• **MATERIAL SHOWN**:
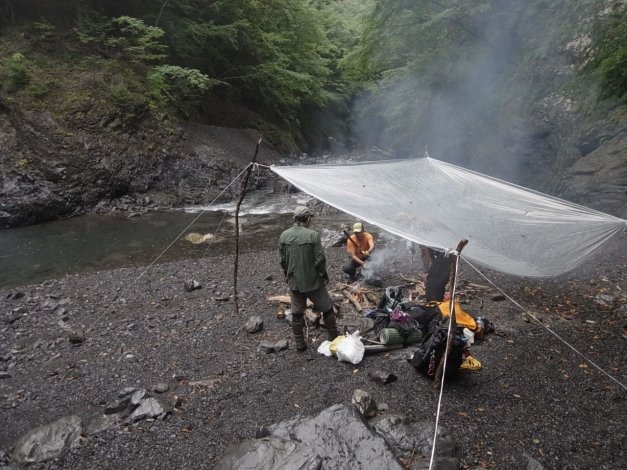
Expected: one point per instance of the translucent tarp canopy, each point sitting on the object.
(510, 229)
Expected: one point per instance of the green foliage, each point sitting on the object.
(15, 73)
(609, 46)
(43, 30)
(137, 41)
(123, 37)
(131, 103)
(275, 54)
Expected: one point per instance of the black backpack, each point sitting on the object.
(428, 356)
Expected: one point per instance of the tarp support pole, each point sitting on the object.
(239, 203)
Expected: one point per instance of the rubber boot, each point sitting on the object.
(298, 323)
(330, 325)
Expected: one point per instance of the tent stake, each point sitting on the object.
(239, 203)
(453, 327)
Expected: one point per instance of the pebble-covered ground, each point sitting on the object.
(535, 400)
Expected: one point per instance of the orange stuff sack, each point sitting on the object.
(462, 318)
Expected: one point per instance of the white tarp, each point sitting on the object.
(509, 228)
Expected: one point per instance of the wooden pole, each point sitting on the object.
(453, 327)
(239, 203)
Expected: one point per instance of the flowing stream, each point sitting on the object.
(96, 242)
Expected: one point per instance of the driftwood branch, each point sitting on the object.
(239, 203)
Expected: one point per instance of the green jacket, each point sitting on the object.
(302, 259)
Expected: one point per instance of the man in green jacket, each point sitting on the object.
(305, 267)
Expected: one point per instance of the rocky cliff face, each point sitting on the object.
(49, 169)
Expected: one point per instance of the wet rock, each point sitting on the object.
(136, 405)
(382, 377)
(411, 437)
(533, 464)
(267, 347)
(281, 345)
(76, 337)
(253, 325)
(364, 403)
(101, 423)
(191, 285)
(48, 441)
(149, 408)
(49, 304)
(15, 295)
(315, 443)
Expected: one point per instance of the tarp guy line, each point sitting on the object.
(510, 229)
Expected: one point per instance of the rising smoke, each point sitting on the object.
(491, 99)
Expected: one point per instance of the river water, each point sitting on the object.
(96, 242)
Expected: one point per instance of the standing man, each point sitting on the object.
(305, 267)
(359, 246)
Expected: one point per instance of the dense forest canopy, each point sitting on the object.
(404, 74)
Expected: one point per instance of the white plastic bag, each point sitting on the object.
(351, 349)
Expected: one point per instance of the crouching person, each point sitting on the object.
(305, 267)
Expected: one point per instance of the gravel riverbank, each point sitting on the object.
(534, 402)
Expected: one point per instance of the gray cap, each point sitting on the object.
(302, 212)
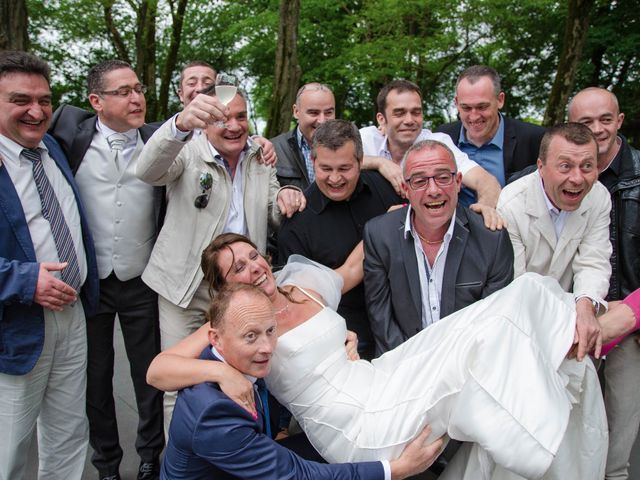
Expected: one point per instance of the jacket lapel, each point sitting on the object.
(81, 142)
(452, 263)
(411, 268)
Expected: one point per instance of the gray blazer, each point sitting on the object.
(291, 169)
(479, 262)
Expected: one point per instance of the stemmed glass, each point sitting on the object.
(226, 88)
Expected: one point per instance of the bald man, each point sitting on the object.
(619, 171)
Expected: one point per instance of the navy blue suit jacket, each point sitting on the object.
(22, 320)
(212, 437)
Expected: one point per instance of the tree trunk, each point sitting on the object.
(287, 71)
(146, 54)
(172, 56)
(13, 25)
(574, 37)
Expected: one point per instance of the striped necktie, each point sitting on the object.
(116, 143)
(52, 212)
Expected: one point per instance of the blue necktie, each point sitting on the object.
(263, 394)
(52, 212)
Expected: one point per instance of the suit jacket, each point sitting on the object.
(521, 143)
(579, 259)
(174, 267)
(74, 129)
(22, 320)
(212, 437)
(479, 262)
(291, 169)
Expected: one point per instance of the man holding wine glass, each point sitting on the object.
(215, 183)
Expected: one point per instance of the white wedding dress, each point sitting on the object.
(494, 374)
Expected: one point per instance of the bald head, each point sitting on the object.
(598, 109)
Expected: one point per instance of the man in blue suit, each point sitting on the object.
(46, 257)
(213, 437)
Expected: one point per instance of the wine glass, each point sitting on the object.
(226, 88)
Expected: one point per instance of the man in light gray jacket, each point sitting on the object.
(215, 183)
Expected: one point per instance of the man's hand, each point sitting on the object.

• **ACTIVITY**:
Skip the pictures and print each record exactly as it stands.

• **ANSWER SECTION**:
Expected: one point per instance of the translucent tarp canopy, each point sitting on the object.
(510, 229)
Expected: one point per instance of the green foliage, each point sitting on the object.
(15, 73)
(609, 46)
(43, 30)
(137, 41)
(123, 37)
(131, 103)
(275, 54)
Expected: one point per instance of the black backpack, each point sitting on the object.
(428, 356)
Expected: one point per instance of the tarp support pole, each point sitting on the object.
(239, 203)
Expected: one point per instance of the rubber boot, each point sitting on the object.
(298, 323)
(330, 325)
Expected: one point per instance of the tent stake, each point sitting on the object.
(239, 203)
(453, 327)
Expected: one point per instance of the pebble-covered ground, each point sitting on the object.
(535, 400)
Expected: one point per instance of the orange stuff sack, each point sitting on the object.
(462, 318)
Expected: one point per instance of the white tarp, each point sitting on the object.
(509, 228)
Expected: one point per instance of the wooden pole, each point sitting on the object.
(453, 327)
(239, 203)
Expected: one point per instance of the flowing stream, each point sitting on the object.
(96, 242)
Expected: one point per instance of the driftwood branch, each point sitting on the object.
(239, 203)
Expected: one point per instance of the green jacket, each point sitting on the object.
(302, 259)
Expected: one point per instance of the man in green jacket, each point sitting on the object.
(305, 267)
Expected: one point per instance of the rocky cliff face, each point sitting on the object.
(49, 169)
Expected: one point per instance of the wet rock, each point sitting on the object.
(136, 405)
(382, 377)
(411, 437)
(533, 464)
(267, 347)
(281, 345)
(76, 337)
(253, 325)
(364, 403)
(101, 423)
(191, 285)
(48, 441)
(149, 408)
(49, 304)
(15, 295)
(315, 443)
Expected: one point per instance of the tarp guy line, each point sitting on the object.
(510, 229)
Expected: one point per instance of the rising smoke, each point sitting on the object.
(491, 99)
Expected: one point per instance of the river water, each point sitting on the object.
(96, 242)
Expected: one point per instance of the standing man, each point sitting on the object.
(305, 267)
(359, 246)
Expected: one point per instance of the dense forest canopy, each point sitting on the object.
(404, 74)
Expected: one point per instance of the white plastic bag, each point sitting on the object.
(351, 349)
Expected: one point per instance of the crouching person, each point sitting on the object.
(305, 267)
Expected: one point per instance of the gravel riverbank, each point sitting on the object.
(534, 402)
Expected: one point per instance of the gray cap, each point sitting on the object.
(302, 212)
Expected: one point per instance of the jacket lapel, each point sitting on the object.
(81, 142)
(452, 263)
(411, 268)
Expected: one point per instance of the gray blazer, each point sitting on the object.
(291, 169)
(479, 262)
Expected: one point per instance of the stemmed glass, each point sitting on the object.
(226, 88)
Expected: one point per instance of the bald man, each point sitting on the object.
(619, 171)
Expected: one point per instance of the navy blue suit jacket, each point sitting on the object.
(22, 320)
(212, 437)
Expected: one point per instance of the tree trunk, each point sitting on the object.
(287, 71)
(146, 54)
(172, 56)
(13, 25)
(574, 37)
Expected: one point per instance of the striped necktie, each point sitting on the object.
(116, 143)
(52, 212)
Expected: one point per instance of the blue necktie, each point sitting on the object.
(263, 394)
(52, 212)
Expected: one point per instance of the suit jacket, each point sitting on the object.
(521, 143)
(579, 259)
(174, 267)
(74, 129)
(22, 320)
(212, 437)
(479, 262)
(291, 169)
Expected: one point per instance of the man holding wine glass, each point sitting on the object.
(215, 183)
Expected: one point per instance of the white wedding dress, each point sitting on the object.
(494, 374)
Expected: one point per instance of the bald head, each point sitting on the object.
(598, 109)
Expected: one point per instance of the man in blue suit, each point sitting on the object.
(46, 257)
(213, 437)
Expected: one point per instance of the wine glass, each point sitting on the object.
(226, 88)
Expected: one point per instance of the man in light gray jacket, each point sitting on the object.
(215, 183)
Expected: one point per instance of the man's hand, each point sitting on the object.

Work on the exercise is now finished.